**Task instructions**
Copy every line of the records below, requests included, from the line containing "Where can the rocky" through the end of the records, and offset each point's x and y coordinates by adding 55 to both. Leave out the pictures.

**Part of a data file**

▬▬▬▬▬▬

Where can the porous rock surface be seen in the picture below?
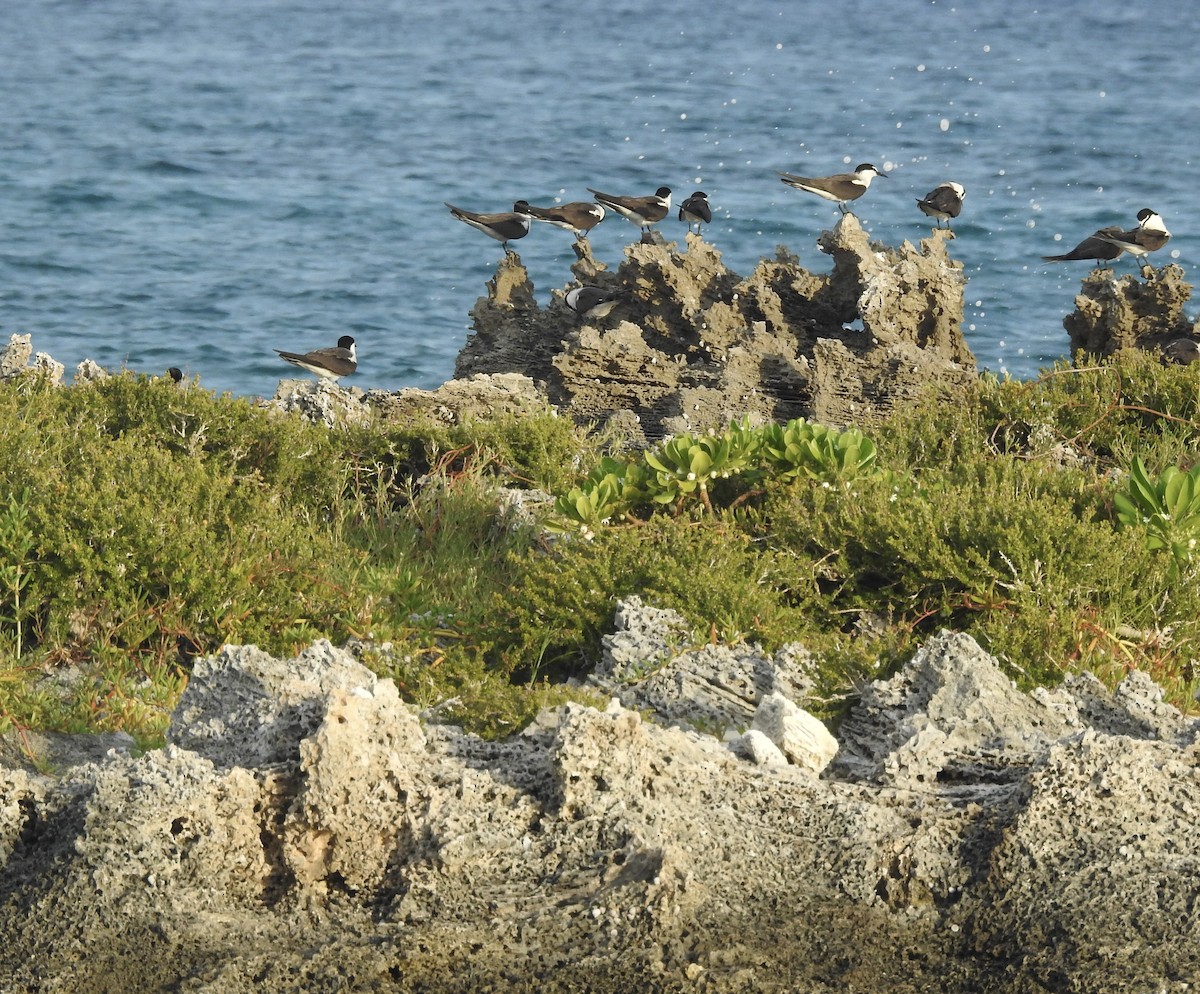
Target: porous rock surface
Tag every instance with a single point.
(304, 831)
(1115, 313)
(694, 346)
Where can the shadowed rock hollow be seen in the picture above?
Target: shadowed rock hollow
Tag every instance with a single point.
(694, 345)
(304, 831)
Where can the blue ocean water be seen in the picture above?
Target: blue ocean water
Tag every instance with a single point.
(196, 183)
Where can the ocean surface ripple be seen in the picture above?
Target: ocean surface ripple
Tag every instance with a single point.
(197, 183)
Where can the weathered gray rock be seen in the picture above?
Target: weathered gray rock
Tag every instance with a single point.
(803, 740)
(970, 838)
(695, 346)
(649, 664)
(1129, 312)
(15, 360)
(321, 401)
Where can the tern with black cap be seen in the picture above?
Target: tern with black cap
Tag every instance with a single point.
(327, 363)
(943, 202)
(504, 226)
(579, 216)
(1111, 243)
(695, 210)
(841, 187)
(643, 211)
(1149, 237)
(593, 301)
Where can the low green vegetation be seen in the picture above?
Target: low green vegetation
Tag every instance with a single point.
(142, 525)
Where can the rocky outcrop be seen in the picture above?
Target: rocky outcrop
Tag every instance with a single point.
(694, 346)
(1113, 315)
(304, 831)
(17, 359)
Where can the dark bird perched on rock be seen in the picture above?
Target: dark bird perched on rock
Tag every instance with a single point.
(643, 211)
(579, 216)
(841, 189)
(1111, 243)
(504, 227)
(327, 363)
(695, 210)
(593, 301)
(1182, 352)
(943, 202)
(1093, 247)
(1149, 237)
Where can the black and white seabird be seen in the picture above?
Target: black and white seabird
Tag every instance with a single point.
(695, 210)
(593, 301)
(841, 189)
(579, 216)
(1096, 247)
(1149, 237)
(642, 211)
(504, 227)
(943, 202)
(327, 363)
(1111, 243)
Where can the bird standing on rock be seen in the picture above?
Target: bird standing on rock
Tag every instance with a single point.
(1149, 237)
(643, 211)
(504, 227)
(943, 202)
(1111, 243)
(327, 363)
(580, 216)
(841, 189)
(695, 210)
(593, 301)
(1181, 352)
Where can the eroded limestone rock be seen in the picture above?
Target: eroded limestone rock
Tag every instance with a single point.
(694, 345)
(1128, 312)
(352, 848)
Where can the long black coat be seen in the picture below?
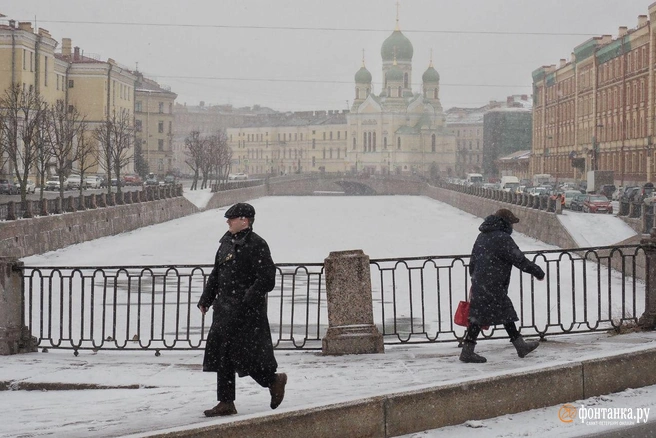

▬▬▬▬▬▬

**Answer**
Where can the rocky outcrop be seen in the picture above?
Target: rocky outcrop
Tag every instance with a single point.
(749, 401)
(1168, 370)
(359, 886)
(72, 414)
Where can the dark bird perched on rock be seen in the picture above?
Target: dark bird perched on rock
Tag every instance with a single point.
(698, 266)
(634, 271)
(896, 244)
(1166, 298)
(559, 282)
(382, 418)
(750, 265)
(648, 356)
(1237, 407)
(998, 257)
(1148, 302)
(1204, 292)
Where can the black and white seabird be seen in the picture above?
Target: black and white seabird
Tag every instance with a single point.
(750, 265)
(648, 356)
(896, 244)
(634, 271)
(1151, 302)
(1204, 292)
(697, 266)
(559, 282)
(998, 257)
(382, 418)
(1166, 298)
Where can the bird standing on rock be seen in the picture above?
Target: bird standing on rock
Tag every instance with a single point.
(1204, 292)
(698, 266)
(559, 282)
(998, 257)
(1166, 298)
(382, 418)
(635, 271)
(896, 244)
(750, 265)
(648, 356)
(1236, 407)
Where can the eroded limestone rock be seen in the picture above?
Target: eroded limestone rock
Tag every instance with a single point.
(749, 400)
(1183, 367)
(407, 903)
Where can the long black coat be seen in the picture below?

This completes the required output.